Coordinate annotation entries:
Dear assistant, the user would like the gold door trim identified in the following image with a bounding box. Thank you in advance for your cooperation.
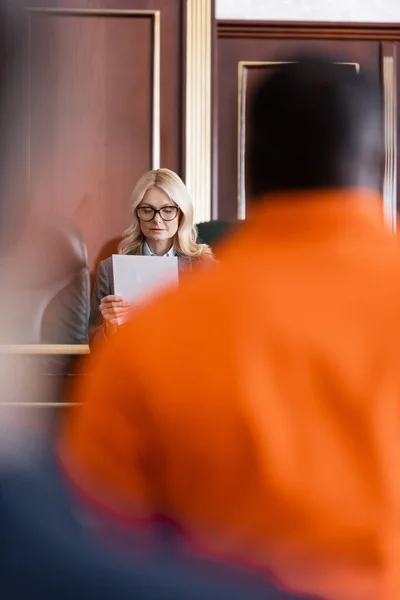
[185,0,213,223]
[237,60,360,219]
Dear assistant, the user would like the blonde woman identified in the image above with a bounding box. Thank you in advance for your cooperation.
[89,169,213,341]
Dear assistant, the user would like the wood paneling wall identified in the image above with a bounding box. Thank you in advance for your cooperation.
[25,0,186,270]
[213,21,400,222]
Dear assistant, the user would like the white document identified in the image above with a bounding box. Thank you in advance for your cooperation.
[112,254,178,323]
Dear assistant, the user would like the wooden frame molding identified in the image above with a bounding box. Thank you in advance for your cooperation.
[381,42,397,233]
[0,344,90,356]
[185,0,214,223]
[217,20,400,41]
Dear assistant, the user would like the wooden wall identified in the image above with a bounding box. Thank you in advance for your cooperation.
[213,21,400,225]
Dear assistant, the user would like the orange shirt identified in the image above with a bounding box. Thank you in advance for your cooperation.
[60,189,400,600]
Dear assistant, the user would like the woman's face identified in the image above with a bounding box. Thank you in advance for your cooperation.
[138,188,179,242]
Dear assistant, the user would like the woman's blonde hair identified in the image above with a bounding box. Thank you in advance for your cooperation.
[118,169,212,258]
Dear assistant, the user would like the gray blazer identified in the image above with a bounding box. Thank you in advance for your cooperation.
[89,256,196,343]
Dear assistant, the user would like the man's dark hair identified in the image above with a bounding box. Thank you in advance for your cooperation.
[247,56,383,195]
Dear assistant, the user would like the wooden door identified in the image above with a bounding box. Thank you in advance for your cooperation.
[214,22,400,225]
[25,0,185,270]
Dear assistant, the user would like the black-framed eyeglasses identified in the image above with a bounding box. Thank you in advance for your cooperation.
[136,205,179,221]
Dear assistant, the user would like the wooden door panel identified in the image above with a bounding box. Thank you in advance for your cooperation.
[28,13,153,264]
[216,32,380,220]
[25,0,186,272]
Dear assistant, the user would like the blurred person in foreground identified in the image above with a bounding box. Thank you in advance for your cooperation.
[59,57,400,600]
[0,0,281,600]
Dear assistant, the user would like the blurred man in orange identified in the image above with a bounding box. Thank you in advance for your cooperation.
[59,59,400,600]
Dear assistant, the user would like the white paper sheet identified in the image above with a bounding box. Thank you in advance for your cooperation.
[112,254,178,323]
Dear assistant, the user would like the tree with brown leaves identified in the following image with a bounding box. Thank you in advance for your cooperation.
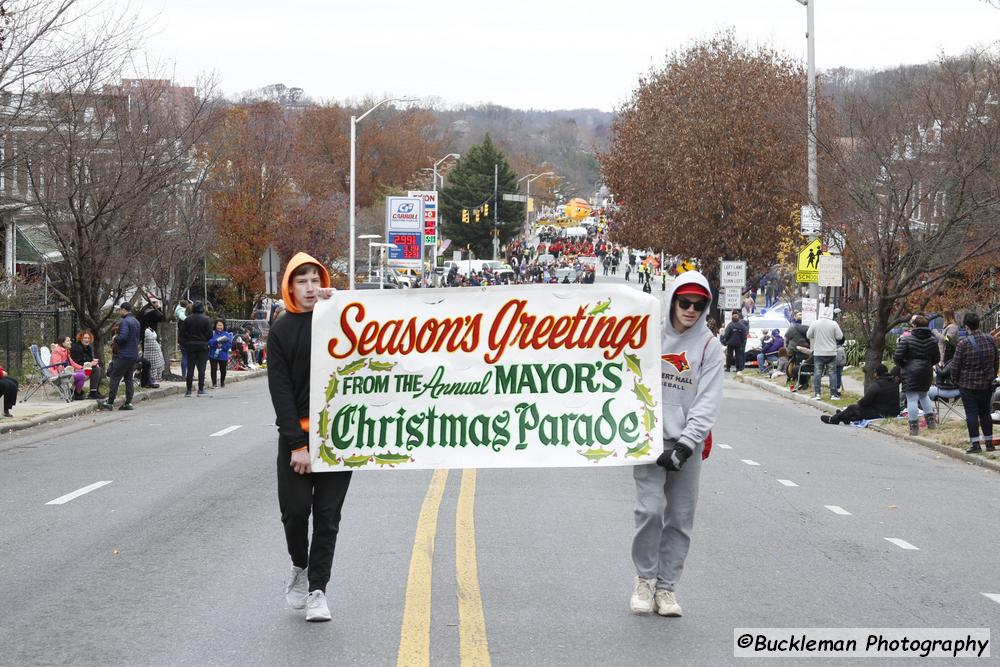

Instructions to follow: Copy out everything from the line containing "Dear assistant, the user would like the black-framed" down to the end of the lines, keeping the requests. Scale each bounding-box coordinate by 1.95, round to whole numbers with halves going up, and omit the pictures.

Expected answer:
Dear assistant, the user would like the black-framed eyeglasses identified in the image above with a bounding box. Thank you in advance for your cooperation.
[265,400,349,431]
Dear assistant, the user would like the wooden door panel identified in the image above with a bounding box. Thank you in advance for your cooperation.
[55,25,298,515]
[421,62,741,429]
[49,0,363,530]
Dear assistant, the user would like the blurred person in foreground identified in the image above with a bounding box. Thank you in advance for your cooperation.
[115,111,780,1170]
[0,0,548,1170]
Dear assistant, the user would like the blurred man in orange identified in the image above with a bounding box. Thank you in advance for your cooperation.
[115,115,780,1170]
Dear assistant, the user would like the white paper sheet identified in the image above with a bounding box. Thank you in advance for your cooperation.
[218,495,347,630]
Dear assistant, the user would like the tree with brown leaves identified in the following image with a bounding box. Thank you in advance for your cooperation.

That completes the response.